- Short exercise: Quote each record exactly, please, leaving none out.

----- Provided data

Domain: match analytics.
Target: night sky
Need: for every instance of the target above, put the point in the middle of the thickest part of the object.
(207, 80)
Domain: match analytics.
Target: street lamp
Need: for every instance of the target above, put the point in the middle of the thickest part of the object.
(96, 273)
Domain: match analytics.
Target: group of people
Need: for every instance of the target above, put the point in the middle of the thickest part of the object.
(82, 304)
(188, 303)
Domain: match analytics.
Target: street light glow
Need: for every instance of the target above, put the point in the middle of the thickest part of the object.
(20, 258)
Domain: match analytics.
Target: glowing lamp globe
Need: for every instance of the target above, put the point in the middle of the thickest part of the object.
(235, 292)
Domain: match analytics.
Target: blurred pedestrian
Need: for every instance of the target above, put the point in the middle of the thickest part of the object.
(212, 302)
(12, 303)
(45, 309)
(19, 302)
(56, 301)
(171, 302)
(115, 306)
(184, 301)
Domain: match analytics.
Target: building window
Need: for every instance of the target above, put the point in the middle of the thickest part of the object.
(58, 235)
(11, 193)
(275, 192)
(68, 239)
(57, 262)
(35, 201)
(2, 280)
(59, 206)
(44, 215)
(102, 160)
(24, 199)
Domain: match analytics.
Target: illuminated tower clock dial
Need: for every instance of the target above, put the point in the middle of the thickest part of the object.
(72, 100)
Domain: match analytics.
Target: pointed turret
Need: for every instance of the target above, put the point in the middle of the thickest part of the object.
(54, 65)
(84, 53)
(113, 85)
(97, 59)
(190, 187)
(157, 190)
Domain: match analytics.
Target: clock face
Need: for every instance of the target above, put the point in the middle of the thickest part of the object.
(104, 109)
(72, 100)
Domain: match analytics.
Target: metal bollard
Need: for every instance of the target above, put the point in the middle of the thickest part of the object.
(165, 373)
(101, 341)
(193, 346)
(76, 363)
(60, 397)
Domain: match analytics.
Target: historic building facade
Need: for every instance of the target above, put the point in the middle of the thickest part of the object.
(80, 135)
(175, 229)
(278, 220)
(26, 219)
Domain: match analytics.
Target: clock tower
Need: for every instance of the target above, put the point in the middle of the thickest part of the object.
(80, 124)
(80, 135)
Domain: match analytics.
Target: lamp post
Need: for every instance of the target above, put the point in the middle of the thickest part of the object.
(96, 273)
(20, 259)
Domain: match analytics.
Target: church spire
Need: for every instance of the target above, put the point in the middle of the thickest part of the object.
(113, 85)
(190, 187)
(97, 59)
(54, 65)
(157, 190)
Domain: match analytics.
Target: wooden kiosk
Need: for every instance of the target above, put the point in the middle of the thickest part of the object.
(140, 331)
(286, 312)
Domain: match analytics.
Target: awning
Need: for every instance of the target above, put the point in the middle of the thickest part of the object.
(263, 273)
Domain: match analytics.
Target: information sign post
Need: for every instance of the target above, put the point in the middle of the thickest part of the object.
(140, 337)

----------

- Output:
Domain: match analytics.
Target: night sky
Need: for every instance of the target above, put the point in the middle of the thickest part of the object.
(207, 80)
Domain: match analytics.
Target: street lamp
Need: for every instance of the target above, put the point in the middle of the thickest part of the object.
(96, 273)
Domain: match analytics.
Target: group of people
Need: for every instance of the target above, put the point in the middle of the thickest part of the object.
(82, 304)
(188, 303)
Domain: match analytics.
Target: street light glow
Need: for every instance of the target above, put the point in the middle of the thickest part of the object.
(20, 258)
Domain: match analytics.
Target: glowing lamp globe
Need: for every instance of the target above, put the point in the middle of the thickest part of the object.
(235, 292)
Domain: match analytics.
Target: blurred pedestrian
Need: for every instance of the target above, put the point in the middle of the thickest part of the object.
(212, 302)
(12, 303)
(45, 309)
(19, 302)
(56, 301)
(171, 302)
(115, 306)
(184, 301)
Domain: match analytics.
Target: building window
Need: for every instance of the target above, put the point in the middle of the thickest part of the object.
(58, 235)
(11, 193)
(275, 192)
(68, 239)
(57, 262)
(35, 201)
(2, 280)
(59, 206)
(44, 215)
(102, 160)
(24, 199)
Domain: match analytics.
Target: illuminated tower clock dial
Need: for every instance of the target above, put the point in the middle of the thickest part of the object.
(72, 100)
Domain: match analytics.
Target: pointed turret
Need: for every instance of the target above, put the point in the middle of the thickest part of the object.
(54, 65)
(84, 53)
(113, 85)
(97, 59)
(190, 187)
(157, 190)
Domain: match analytics.
Target: clock face
Need: for every instance of the target above, put the point in the middle of the thickest part of the object.
(104, 109)
(72, 100)
Domain: match analytics.
Target: metal bollard
Need: for every instance of the target above, put the point in the middle of the thickest part of the object.
(165, 373)
(101, 341)
(193, 346)
(76, 363)
(60, 397)
Domain: match analytics.
Target: historic building facade
Need: for every instance of the target above, put the point in the middle of the thickest part of the object.
(80, 135)
(175, 229)
(278, 220)
(26, 219)
Domain: match analytics.
Target: clock tower
Need: for every instance of the target above, put the point in the middle of the thickest part of the object.
(80, 124)
(80, 135)
Domain: match analytics.
Target: lamp post
Need: for every instance of the target above, put the point in the middle of the thickest part of the object.
(96, 273)
(20, 259)
Domain: match analytics.
Target: church spire
Need: for every instance of the target above, put the point in the middle of the thickest part of the object.
(113, 85)
(190, 187)
(97, 59)
(54, 65)
(157, 190)
Domain: match analytics.
Target: wooden kiosk
Need: for every instance of the target above, put the point in the middle of the thickest part of the object.
(140, 331)
(286, 312)
Domain: match analytics.
Target: awning
Need: for every instance of the target above, put the point in the middle of the thickest part of the object.
(263, 273)
Domain: match analytics.
Target: information sign post
Need: for every instance of the target above, put the point in the middle of the thickest part of the object.
(140, 337)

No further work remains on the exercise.